*** Opening INFORMATION ***
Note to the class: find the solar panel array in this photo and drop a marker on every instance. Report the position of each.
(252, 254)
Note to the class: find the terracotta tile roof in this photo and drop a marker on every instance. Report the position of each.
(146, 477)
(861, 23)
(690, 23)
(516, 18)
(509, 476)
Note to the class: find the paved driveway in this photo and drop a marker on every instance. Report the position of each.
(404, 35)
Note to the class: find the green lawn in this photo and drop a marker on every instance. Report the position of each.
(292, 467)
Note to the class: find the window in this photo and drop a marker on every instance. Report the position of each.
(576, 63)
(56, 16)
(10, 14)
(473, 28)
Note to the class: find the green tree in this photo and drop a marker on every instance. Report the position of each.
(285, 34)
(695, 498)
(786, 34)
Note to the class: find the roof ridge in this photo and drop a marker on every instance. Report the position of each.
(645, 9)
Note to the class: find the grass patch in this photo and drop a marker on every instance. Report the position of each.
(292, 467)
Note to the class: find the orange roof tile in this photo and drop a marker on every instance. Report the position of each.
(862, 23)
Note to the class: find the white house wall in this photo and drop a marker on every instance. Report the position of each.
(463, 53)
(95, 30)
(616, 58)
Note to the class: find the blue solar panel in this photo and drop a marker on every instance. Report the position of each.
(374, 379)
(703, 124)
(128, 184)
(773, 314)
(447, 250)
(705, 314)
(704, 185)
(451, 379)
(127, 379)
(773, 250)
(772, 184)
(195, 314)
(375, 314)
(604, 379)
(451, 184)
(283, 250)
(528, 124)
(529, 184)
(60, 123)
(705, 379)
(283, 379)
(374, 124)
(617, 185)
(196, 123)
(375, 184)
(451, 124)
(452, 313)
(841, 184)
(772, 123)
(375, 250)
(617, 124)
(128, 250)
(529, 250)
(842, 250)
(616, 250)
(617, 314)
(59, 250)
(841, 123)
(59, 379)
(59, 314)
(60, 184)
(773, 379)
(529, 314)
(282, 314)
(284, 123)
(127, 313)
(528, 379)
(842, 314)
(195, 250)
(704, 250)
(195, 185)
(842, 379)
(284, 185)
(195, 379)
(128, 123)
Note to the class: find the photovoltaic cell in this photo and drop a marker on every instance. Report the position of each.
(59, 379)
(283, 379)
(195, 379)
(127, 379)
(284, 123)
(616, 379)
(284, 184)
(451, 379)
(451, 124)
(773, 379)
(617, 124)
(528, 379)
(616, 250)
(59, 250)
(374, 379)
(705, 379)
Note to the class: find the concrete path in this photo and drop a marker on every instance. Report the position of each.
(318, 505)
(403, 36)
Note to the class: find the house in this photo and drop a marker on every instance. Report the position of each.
*** Closing INFORMATION ***
### [PROBLEM TO SOLVE]
Find "Note to the class: find the concrete" in the entries above, then repeat its line and all lines after it exactly, down to the last line.

### [EXERCISE SOLUTION]
Note to the class: find the concrete path in this photo and drop a marker on every instance. Report the position of each.
(318, 505)
(403, 36)
Note to the class: find the house in this photo and drop a marker on every instance. Report the position of each.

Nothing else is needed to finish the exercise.